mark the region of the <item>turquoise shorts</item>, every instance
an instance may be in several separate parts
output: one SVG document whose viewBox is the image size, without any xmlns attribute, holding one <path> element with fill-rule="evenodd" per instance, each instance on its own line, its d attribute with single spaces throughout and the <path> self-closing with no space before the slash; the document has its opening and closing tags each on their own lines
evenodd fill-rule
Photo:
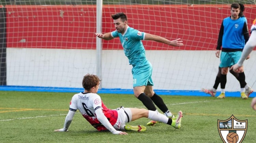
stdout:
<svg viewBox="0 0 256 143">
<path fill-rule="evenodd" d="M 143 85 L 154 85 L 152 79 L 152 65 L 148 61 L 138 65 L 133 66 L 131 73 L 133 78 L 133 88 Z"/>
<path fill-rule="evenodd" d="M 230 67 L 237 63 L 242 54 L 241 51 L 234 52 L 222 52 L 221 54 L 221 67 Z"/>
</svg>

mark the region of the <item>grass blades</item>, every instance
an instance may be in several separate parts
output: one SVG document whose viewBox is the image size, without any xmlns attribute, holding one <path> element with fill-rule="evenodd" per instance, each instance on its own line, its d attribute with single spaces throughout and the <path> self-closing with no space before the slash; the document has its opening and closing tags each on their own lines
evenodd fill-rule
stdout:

* * *

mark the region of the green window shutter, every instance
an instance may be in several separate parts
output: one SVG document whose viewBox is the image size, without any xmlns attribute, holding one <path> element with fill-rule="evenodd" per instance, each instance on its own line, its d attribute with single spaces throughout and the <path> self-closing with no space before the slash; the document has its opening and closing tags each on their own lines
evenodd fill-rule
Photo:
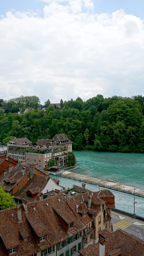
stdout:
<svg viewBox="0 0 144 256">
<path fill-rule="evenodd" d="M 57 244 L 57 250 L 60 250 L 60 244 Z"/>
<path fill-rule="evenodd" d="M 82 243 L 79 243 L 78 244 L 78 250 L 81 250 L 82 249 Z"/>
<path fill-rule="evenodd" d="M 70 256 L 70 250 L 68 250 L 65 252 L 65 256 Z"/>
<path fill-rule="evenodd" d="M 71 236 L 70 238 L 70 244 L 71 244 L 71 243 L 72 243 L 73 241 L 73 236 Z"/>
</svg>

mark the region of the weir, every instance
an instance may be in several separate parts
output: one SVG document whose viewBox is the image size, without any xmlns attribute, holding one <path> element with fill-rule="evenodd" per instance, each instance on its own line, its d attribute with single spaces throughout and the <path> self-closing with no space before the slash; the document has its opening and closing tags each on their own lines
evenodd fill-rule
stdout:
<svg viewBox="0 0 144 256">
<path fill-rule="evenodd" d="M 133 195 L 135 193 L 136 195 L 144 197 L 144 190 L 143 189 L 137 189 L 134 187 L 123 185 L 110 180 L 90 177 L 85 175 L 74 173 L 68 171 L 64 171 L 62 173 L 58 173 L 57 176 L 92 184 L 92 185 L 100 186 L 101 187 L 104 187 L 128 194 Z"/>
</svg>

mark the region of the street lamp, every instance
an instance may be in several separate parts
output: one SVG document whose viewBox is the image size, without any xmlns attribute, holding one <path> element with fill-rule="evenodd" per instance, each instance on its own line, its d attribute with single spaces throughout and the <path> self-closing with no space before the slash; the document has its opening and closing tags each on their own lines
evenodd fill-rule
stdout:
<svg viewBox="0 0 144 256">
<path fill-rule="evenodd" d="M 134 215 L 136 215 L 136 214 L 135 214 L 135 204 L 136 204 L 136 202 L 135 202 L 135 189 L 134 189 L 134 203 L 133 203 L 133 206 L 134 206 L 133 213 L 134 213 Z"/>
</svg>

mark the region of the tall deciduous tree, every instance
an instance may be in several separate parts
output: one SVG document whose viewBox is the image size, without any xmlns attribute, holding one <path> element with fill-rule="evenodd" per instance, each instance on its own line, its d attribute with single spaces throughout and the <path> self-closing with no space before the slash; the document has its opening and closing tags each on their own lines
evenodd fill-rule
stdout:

» Task brief
Copy out every line above that contains the string "item". Matching is case-sensitive.

» Output
mark the region of the <item>turquoise shorts</item>, every instance
mark the region of the <item>grass blades</item>, every instance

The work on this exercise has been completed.